Between December '05 and last April, the country's central bank bought comfortably more than $10 million of the alchemically made bars. We can only assume the powers-that-be zealously kept secret the magical process that promised them riches beyond Haile Selassie's wildest dreams for fear it'd be stolen by evil ne'er-do-wells, who, of course, would soon have flooded the market with bullion, depriving the Ethiopians of the sumptuous fruit of their ingenuity.

Alas, for all the measures taken to prevent word from leaking out, it inevitably did. Our conjecture is the Ethiopian government, knowing that denials wouldn't be believed, cleverly declared the seeming alchemy a hoax and threw the supposed offenders, whom it pointedly refused to identify, into the hoosegow. It pains us to even speculate on the fate of the poor wretches, who achieved something that for lo, these many centuries, has eluded humanity's tireless search to turn dross into that most treasured of nuggets.

A bit of investment caution seems in order here: If you're a gold bug -- and who, in right mind, isn't, these days when our beloved nation is hell-bent on cruelly debasing its currency? -- you might keep one eye on the amount of steel and stone being imported by Addis Ababa and the other eye cocked for any sudden inexplicable volatility in gold futures.

At the risk of sounding chauvinistic and not to demean the extraordinary Ethiopian accomplishment, this proud nation of ours can lay claim to nurturing alchemy, as well. Our native brand of alchemists eschewed turning base metal into the precious variety in favor of something more practical (we are, first and foremost, a pragmatic people) and yet more idealistic: turning promises into castles (as in every man's home etc.).

━━━━━━━━━━━━━━━━

* AIM OF THE EXERCISE
Please quote the passage about Ethiopia's alchemical gold bars in full, word for word. The rows come from a separate source.

* MATERIAL PROVIDED
━━━━━━━━━━━━━━━━

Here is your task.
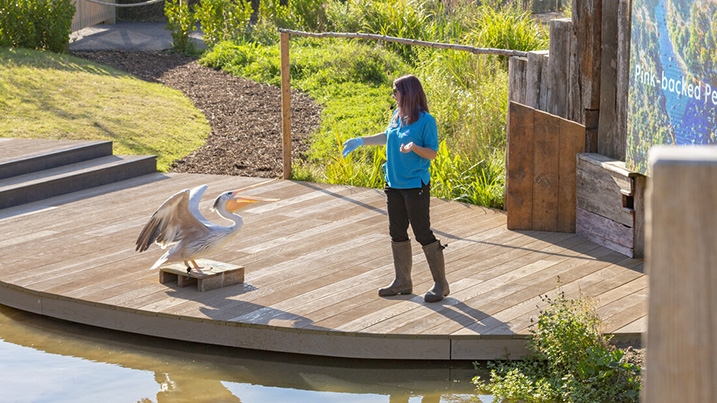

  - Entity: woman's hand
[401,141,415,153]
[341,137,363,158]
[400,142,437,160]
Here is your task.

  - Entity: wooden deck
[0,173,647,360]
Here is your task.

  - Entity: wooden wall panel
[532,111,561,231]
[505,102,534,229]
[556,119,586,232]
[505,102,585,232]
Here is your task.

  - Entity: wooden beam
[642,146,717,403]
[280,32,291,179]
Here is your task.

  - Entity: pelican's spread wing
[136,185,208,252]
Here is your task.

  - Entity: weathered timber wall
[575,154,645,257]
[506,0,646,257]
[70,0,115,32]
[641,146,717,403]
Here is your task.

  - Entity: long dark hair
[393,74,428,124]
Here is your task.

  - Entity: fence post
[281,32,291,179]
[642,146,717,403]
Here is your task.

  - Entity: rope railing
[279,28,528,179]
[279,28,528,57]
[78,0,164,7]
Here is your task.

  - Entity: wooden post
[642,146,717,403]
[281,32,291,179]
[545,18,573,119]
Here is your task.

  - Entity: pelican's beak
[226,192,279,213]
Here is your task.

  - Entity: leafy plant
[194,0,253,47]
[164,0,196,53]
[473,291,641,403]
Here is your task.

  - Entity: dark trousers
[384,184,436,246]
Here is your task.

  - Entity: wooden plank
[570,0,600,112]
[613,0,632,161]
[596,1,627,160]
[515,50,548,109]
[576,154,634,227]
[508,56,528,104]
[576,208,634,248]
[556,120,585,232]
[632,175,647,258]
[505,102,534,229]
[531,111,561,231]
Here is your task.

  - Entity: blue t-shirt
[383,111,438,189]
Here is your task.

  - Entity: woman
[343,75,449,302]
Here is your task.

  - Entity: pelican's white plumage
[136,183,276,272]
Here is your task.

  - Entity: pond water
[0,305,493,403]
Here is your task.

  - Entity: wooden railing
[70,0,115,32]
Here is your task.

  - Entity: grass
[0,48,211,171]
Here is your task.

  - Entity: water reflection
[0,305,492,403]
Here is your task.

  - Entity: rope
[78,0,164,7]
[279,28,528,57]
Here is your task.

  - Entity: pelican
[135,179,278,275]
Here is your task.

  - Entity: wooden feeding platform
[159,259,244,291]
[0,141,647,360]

━━━━━━━━━━━━━━━━

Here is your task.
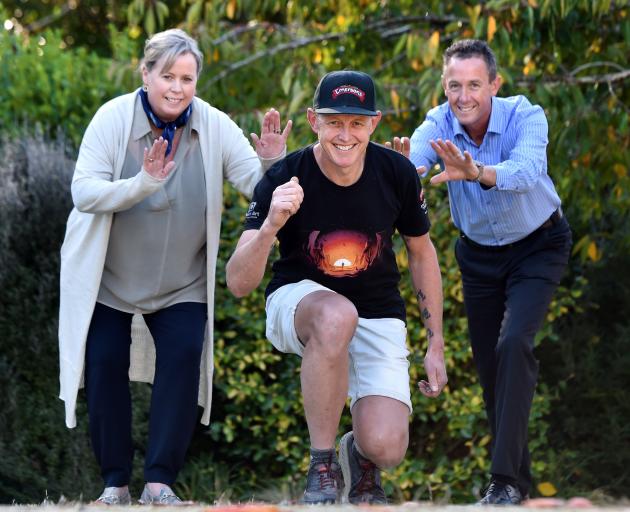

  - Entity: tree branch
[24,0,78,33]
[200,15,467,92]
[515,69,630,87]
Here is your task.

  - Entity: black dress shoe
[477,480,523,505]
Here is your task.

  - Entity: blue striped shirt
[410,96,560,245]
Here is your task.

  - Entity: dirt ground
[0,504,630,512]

━━━━━━━━━━━━━━━━

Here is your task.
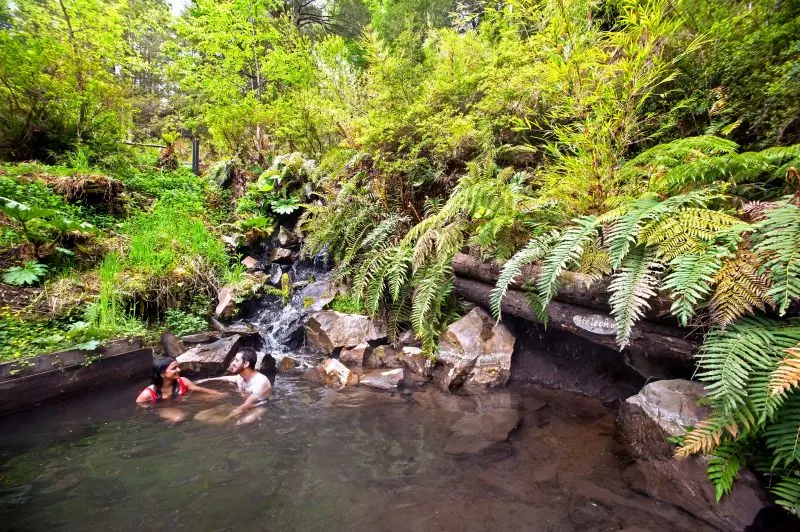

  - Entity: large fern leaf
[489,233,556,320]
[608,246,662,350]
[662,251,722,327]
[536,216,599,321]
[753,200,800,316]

━━━━━━━━━━━━━━━━

* OUTPUT OF THE EXERCISE
Between December '05 and last April, the country's central bank bought comfortably more than $10 million of the alchemically made bars. We can only assume the powers-that-be zealously kept secret the magical process that promised them riches beyond Haile Selassie's wildest dreams for fear it'd be stolen by evil ne'er-do-wells, who, of course, would soon have flooded the market with bullion, depriving the Ethiopians of the sumptuous fruit of their ingenuity.

Alas, for all the measures taken to prevent word from leaking out, it inevitably did. Our conjecture is the Ethiopian government, knowing that denials wouldn't be believed, cleverly declared the seeming alchemy a hoax and threw the supposed offenders, whom it pointedly refused to identify, into the hoosegow. It pains us to even speculate on the fate of the poor wretches, who achieved something that for lo, these many centuries, has eluded humanity's tireless search to turn dross into that most treasured of nuggets.

A bit of investment caution seems in order here: If you're a gold bug -- and who, in right mind, isn't, these days when our beloved nation is hell-bent on cruelly debasing its currency? -- you might keep one eye on the amount of steel and stone being imported by Addis Ababa and the other eye cocked for any sudden inexplicable volatility in gold futures.

At the risk of sounding chauvinistic and not to demean the extraordinary Ethiopian accomplishment, this proud nation of ours can lay claim to nurturing alchemy, as well. Our native brand of alchemists eschewed turning base metal into the precious variety in favor of something more practical (we are, first and foremost, a pragmatic people) and yet more idealistic: turning promises into castles (as in every man's home etc.).